> _Record set_
* * * * * * * * *
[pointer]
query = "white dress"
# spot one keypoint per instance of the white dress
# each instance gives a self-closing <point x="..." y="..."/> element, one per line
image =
* * * * * * * * *
> _Exercise_
Copy the rows above word for word.

> _Result_
[pointer]
query = "white dress"
# spot one keypoint per instance of the white dress
# each instance gives a self-closing <point x="..." y="..."/> element, one per line
image =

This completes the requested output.